*WHAT IS ASKED:*
1) In the thread on the Buswell–Van Til exchange, which institution published Van Til's Christian Apologetics in 1939?
2) Proceed with the thread on the Buswell–Van Til exchange, picking up from its final line.
==== SUPPLIED PASSAGE
# Buswell's critique of Van Til's Christian Apologetics



## Wayne (Jun 29, 2011)

Trying to keep the hungry hordes happy with new things to read, here's some historical apologetics: 

Buswell – Van Til Exchange (1937) « - The Continuing Story -

In 1937, Cornelius Van Til sent a pre-publication copy of his work on Christian Apologetics to J. Oliver Buswell with a request for his review. The book was later published in 1939 by the Theological Seminary of the Reformed Episcopal Church. At 113 pages in length, the published version was slightly shorter than the version supplied to Buswell.
Dr. Buswell read the book and wrote an initial reply. Van Til then responded to that letter, and finally, Buswell replied with the substance of his critique of Van Til’s work. What is still unclear all these years later is how it was that the three letters were then gathered together, transcribed and reproduced. It is at least clear that the correspondence was distributed to a wider audience, since the same compilation, on 8.5″ x 14″ paper, is found in several different collections here at the PCA Historical Center.
The first two letters are reproduced in the post linked above, along with the first portion of the third letter. To do justice to the real substance of Buswell’s critique, as it appears attached to the third and final letter, really demands inclusion of the referenced portions of Van Til’s book. That will take some work, but perhaps by the end of the summer. Or if someone wants a summer project . . .

[There was a later Buswell-Van Til exchange in 1948, and I will plan to post that in the near future.]


----------



## Steve Curtis (Jun 29, 2011)

Interesting! I look forward to reading the full critique (but, alas, no.... I cannot afford another summer project!) Still, the exchange thus far has piqued my interest.


----------



## MW (Jun 29, 2011)

Wayne, thanks for the good work. The main lines of criticism and response are already appearing at this early date.

Some kind of interaction had obviously taken place on "last Monday evening," which set the correspondence in motion. I wonder what took place.


----------



## Wayne (Jun 29, 2011)

> Some kind of interaction had obviously taken place on "last Monday evening," which set the correspondence in motion.
> I wonder what took place.



We may never know. However, with that hint in mind, I can review the very limited amount of CVT correspondence among the Buswell Papers, 
and conversely, someone in Philadelphia could look through Van Til's Papers at Westminster. Not sure it's worth that effort, and finding an answer to
that question is really a shot in the dark, but you never know.


----------



## Wayne (Jun 30, 2011)
========
==== STORED ROWS
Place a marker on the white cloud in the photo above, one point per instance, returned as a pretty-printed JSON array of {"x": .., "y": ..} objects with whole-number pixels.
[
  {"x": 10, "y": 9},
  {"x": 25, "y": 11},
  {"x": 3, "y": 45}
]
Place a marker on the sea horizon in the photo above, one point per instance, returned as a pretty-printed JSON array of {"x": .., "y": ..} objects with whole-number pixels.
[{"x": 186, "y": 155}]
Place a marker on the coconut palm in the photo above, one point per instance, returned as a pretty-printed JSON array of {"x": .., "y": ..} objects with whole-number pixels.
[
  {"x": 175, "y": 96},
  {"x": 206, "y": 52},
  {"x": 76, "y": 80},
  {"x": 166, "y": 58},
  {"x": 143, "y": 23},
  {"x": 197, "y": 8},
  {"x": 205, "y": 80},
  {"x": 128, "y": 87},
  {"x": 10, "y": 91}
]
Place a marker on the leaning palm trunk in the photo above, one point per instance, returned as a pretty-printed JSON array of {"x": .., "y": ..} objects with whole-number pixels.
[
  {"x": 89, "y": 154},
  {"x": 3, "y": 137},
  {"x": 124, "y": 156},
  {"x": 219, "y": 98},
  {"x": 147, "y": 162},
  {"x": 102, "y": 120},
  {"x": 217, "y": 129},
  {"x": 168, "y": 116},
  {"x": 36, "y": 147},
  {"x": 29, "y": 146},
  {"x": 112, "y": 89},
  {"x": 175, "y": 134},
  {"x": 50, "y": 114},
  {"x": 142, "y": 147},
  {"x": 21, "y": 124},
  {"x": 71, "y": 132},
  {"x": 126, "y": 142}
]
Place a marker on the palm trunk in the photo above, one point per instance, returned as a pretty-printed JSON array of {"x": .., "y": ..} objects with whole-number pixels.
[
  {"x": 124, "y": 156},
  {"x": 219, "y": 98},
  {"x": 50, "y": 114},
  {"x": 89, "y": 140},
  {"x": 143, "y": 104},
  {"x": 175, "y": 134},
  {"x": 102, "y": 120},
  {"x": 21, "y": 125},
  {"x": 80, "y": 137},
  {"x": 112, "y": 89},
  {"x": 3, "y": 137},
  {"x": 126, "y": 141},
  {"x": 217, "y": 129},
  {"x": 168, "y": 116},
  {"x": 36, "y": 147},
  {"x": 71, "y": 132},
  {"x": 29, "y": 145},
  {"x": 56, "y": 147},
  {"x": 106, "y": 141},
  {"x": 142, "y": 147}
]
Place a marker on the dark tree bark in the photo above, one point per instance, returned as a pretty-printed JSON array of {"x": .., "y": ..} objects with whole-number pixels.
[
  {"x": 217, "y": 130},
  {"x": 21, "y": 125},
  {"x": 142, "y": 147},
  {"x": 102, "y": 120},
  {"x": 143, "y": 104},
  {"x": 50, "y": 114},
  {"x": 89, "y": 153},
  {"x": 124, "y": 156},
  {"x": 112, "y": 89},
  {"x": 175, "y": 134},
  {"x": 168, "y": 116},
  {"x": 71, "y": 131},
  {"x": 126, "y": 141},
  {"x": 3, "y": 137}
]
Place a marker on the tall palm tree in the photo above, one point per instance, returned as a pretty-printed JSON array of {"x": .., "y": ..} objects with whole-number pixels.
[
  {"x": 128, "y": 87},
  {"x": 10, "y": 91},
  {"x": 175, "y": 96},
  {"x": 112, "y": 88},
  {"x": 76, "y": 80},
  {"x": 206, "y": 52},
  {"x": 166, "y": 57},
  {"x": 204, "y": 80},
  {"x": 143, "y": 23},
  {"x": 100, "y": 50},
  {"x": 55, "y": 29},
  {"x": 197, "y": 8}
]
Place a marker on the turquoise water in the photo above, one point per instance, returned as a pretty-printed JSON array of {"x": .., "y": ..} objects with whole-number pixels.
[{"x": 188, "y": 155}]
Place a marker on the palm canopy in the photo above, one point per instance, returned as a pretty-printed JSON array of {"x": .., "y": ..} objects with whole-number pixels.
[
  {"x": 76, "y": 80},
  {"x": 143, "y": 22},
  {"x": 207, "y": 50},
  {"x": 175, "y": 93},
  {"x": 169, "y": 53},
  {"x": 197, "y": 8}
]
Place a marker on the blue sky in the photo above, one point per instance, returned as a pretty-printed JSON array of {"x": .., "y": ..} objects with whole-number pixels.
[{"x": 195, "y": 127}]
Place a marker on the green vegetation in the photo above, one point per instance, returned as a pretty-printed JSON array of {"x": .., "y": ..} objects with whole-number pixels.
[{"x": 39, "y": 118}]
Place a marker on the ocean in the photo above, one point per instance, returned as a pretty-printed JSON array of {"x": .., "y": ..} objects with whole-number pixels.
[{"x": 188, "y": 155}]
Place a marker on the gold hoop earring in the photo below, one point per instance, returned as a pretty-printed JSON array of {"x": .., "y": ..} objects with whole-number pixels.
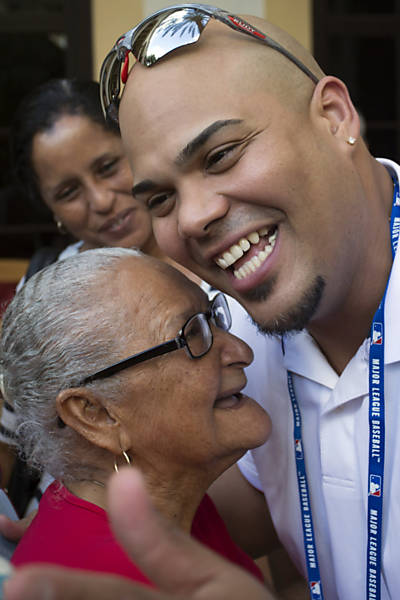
========
*RESPONSES TO THE TASKS:*
1) The Theological Seminary of the Reformed Episcopal Church.

2)
I've just posted the final part of that Buswell-Van Til exchange. Posted is the substance of Buswell's critique of Van Til's book on Christian Apologetics.

The Heart of Buswell’s Critique « - The Continuing Story -


----------



## Philip (Jun 30, 2011)

> The book was later published in 1939 by the Theological Seminary of the Reformed Episcopal Church.



Any reason why it was published by the REC?


----------



## Douglas P. (Jun 30, 2011)

This is great, thanks for sharing!

My one overwhelming point of agreement with Dr. Buswell:



> (4) Several of your terms I wish might be more specifically defined.




I love Van Til's response to # 2:



> If Dr. Machen has shown that the resurrection of Christ is an historical occurrence he has done an inestimable piece of service. But if then the pragmatist philosopher comes along and says that that is an interesting item in this strange world but that it has no universal significance, the factual discussion is in itself for that man quite fruitless unless it is supplemented by or preceded by a discussion of the philosophy of fact.



It is this exact point which in my experience has opened the most eyes on the problem of evidentialism.


----------



## Wayne (Jun 30, 2011)

Philip:

I don't know why the Reformed Episcopal seminary was the publisher of that volume. I do know that the REC used to be much more Reformed and that even in the 1970s there was a good relationship between Westminster and the REC seminary there in Philadelphia. I drove over there once for a book sale and it was an impressive campus.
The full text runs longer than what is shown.